* Task goal *
Each record is to be transcribed exactly.

* Dataset records *
....

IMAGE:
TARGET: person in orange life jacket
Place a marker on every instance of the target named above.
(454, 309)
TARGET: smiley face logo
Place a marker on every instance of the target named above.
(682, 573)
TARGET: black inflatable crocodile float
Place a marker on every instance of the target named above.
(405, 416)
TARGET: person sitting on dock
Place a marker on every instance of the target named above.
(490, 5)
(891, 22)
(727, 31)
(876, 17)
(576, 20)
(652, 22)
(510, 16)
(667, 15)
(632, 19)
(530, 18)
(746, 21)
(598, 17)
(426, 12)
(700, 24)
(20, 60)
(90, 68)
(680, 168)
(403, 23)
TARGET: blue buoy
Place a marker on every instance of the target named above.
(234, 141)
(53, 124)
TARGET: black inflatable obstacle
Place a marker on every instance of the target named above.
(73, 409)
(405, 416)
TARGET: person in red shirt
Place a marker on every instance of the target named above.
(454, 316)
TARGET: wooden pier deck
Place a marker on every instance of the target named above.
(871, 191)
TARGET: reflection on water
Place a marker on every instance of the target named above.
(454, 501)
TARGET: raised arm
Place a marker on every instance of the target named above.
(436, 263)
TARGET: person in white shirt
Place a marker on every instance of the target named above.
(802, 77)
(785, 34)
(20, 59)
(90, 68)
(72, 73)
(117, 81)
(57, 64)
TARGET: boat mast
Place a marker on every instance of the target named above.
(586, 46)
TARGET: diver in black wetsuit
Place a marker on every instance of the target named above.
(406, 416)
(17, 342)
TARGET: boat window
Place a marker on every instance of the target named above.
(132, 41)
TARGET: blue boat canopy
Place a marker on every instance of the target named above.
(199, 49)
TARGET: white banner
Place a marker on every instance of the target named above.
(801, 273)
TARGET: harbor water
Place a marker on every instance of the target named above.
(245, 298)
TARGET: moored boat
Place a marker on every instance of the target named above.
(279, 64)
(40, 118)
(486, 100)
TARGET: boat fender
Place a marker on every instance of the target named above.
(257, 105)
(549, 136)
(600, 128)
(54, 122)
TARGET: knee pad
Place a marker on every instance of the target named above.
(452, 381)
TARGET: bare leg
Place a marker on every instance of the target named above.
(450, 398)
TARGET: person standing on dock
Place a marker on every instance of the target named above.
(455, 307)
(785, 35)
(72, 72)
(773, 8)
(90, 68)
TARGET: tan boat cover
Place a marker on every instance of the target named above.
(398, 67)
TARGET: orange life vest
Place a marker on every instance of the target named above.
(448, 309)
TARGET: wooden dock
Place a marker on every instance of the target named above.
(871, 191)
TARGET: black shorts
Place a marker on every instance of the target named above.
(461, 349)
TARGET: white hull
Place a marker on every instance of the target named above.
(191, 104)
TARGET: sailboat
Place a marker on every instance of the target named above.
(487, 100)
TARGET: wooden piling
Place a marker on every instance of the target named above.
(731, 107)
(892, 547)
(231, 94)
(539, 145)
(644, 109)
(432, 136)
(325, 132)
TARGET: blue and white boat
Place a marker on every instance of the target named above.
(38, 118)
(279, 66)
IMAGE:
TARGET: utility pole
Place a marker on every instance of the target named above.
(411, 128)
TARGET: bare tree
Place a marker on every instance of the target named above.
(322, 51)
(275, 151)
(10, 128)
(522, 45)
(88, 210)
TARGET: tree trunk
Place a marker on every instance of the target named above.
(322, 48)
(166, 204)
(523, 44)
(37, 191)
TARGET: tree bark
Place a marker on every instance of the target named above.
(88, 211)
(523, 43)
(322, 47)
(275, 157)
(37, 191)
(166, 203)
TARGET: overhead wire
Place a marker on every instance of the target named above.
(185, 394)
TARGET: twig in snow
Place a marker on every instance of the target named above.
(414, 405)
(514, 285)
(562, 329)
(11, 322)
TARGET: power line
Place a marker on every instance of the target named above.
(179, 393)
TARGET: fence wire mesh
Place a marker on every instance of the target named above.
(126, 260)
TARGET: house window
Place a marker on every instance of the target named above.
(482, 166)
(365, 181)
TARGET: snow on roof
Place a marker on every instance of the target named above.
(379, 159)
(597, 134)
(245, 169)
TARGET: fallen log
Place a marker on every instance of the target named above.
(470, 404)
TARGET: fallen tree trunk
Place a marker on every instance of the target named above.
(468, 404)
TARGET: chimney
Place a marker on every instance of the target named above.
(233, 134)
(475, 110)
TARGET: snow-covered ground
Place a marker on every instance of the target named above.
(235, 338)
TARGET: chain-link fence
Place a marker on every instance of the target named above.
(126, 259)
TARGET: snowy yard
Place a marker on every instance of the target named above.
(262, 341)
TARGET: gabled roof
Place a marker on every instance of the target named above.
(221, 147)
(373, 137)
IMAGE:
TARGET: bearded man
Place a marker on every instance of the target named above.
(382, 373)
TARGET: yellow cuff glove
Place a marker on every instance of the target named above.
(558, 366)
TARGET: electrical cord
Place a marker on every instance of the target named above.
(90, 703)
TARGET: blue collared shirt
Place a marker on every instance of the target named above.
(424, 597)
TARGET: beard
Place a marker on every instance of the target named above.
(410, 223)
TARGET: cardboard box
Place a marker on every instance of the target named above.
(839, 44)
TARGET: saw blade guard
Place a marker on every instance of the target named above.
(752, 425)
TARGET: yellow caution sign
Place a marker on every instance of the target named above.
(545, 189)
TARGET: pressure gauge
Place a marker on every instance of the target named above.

....

* Solution to the problem *
IMAGE:
TARGET: person in orange life jacket
Place a marker on every instance of the target named above.
(454, 309)
TARGET: smiley face logo
Place a marker on every instance of the target named above.
(682, 573)
TARGET: black inflatable crocodile float
Place a marker on every instance of the target named above.
(405, 416)
TARGET: person sitting on dock
Place a marker on every instance of the target named above.
(490, 5)
(891, 22)
(727, 31)
(876, 17)
(576, 20)
(652, 22)
(510, 16)
(667, 15)
(632, 19)
(530, 18)
(746, 21)
(598, 17)
(426, 12)
(700, 24)
(20, 60)
(90, 68)
(680, 168)
(403, 23)
TARGET: blue buoy
Place a marker on every instance of the target named above.
(234, 141)
(53, 124)
TARGET: black inflatable obstacle
Place a marker on every instance of the target named above.
(73, 409)
(405, 416)
TARGET: person in red shirt
Place a marker on every instance of the target named above.
(454, 316)
TARGET: wooden pier deck
Place a marker on every instance of the target named above.
(871, 191)
TARGET: reflection on water
Place a marker on every instance of the target named above.
(454, 501)
TARGET: raised arm
Place a marker on every instance of the target named above.
(436, 263)
TARGET: person in white shirt
Place a marker on every instance of the target named above.
(802, 77)
(785, 34)
(20, 59)
(90, 68)
(72, 73)
(117, 81)
(57, 64)
TARGET: boat mast
Place a marker on every instance of the target named above.
(586, 46)
TARGET: diver in black wetsuit
Place a marker on every instance of the target named above.
(406, 416)
(17, 342)
TARGET: boat window
Place a marker on every instance of the target named above.
(132, 41)
TARGET: blue boat canopy
Place a marker on every instance of the target named above.
(199, 49)
TARGET: white banner
Place a marker on every instance of the target named above.
(801, 273)
TARGET: harbor water
Place a marker on every instance of the target named above.
(245, 298)
TARGET: moored boat
Place a marker on every instance of the target named above.
(279, 64)
(40, 118)
(486, 100)
TARGET: boat fender
Place a marker on every instance of the target named above.
(257, 105)
(549, 136)
(600, 128)
(54, 122)
TARGET: knee pad
Place a marker on every instance of the target named above.
(452, 381)
TARGET: bare leg
Place a marker on every instance of the target named above.
(450, 398)
TARGET: person standing on dock
Place a marker on every instance of the target named above.
(455, 307)
(785, 35)
(72, 72)
(773, 8)
(90, 68)
TARGET: tan boat cover
Place a marker on every instance of the target named above.
(398, 67)
TARGET: orange life vest
Place a marker on every instance of the target named above.
(448, 309)
TARGET: wooden dock
Place a marker on every instance of the target named above.
(871, 191)
TARGET: black shorts
Place a marker on every instance of the target named above.
(461, 349)
TARGET: white hull
Place a marker on every instance of the target named above.
(191, 104)
TARGET: sailboat
Place a marker on every instance of the target named above.
(487, 100)
TARGET: wooden piling
Place a marker on every instance of the target named above.
(731, 107)
(892, 547)
(231, 94)
(539, 145)
(644, 109)
(432, 136)
(325, 132)
TARGET: blue and white boat
Place a marker on every instance of the target named above.
(38, 118)
(279, 66)
IMAGE:
TARGET: utility pole
Place a marker on every instance of the target named above.
(411, 128)
TARGET: bare tree
Place a marker on every instance of the target named above.
(322, 51)
(275, 151)
(10, 128)
(522, 45)
(88, 210)
TARGET: tree trunk
Place a marker on every instance of the target named above.
(322, 48)
(166, 204)
(523, 44)
(37, 191)
TARGET: tree bark
Place a marker on every instance of the target named above.
(88, 211)
(523, 43)
(322, 47)
(275, 157)
(37, 191)
(166, 203)
TARGET: overhead wire
Place a marker on every instance of the target named above.
(185, 394)
TARGET: twig in snow
Place a marker on every instance of the target named above.
(414, 405)
(514, 285)
(562, 329)
(11, 322)
TARGET: power line
Place a marker on every instance of the target named above.
(179, 393)
TARGET: fence wire mesh
Place a marker on every instance of the target named above.
(126, 260)
TARGET: house window
Place a marker on every instance of the target named above.
(482, 166)
(365, 181)
TARGET: snow on roof
Place a marker on every instance of the target named above.
(379, 159)
(597, 134)
(245, 169)
TARGET: fallen log
Place a marker on every instance of the target named above.
(470, 404)
TARGET: fallen tree trunk
Place a marker on every instance of the target named above.
(468, 404)
TARGET: chimney
Place a marker on every instance of the target named above.
(233, 134)
(475, 110)
TARGET: snow-covered ground
Place a marker on every instance of the target named above.
(235, 338)
TARGET: chain-link fence
Place a marker on every instance of the target named above.
(126, 259)
TARGET: snowy yard
Place a marker on every instance of the target named above.
(262, 341)
TARGET: gabled roof
Place a marker on every instance of the target named above.
(221, 147)
(373, 137)
IMAGE:
TARGET: bearded man
Place a marker on every instance of the target named above.
(382, 373)
TARGET: yellow cuff glove
Place a marker on every instance of the target named above.
(558, 366)
TARGET: electrical cord
Place a marker on every instance of the target named above.
(90, 703)
TARGET: blue collared shirt
Place a marker on every instance of the target named above.
(424, 597)
TARGET: beard
Place a marker on every instance of the target named above.
(410, 223)
TARGET: cardboard box
Place a marker on every instance of the target named above.
(839, 44)
TARGET: saw blade guard
Place a marker on every instance of the target named above.
(752, 425)
TARGET: yellow caution sign
Place a marker on every instance of the target named above.
(545, 189)
TARGET: pressure gauge
Place a marker on every instance of the target named above.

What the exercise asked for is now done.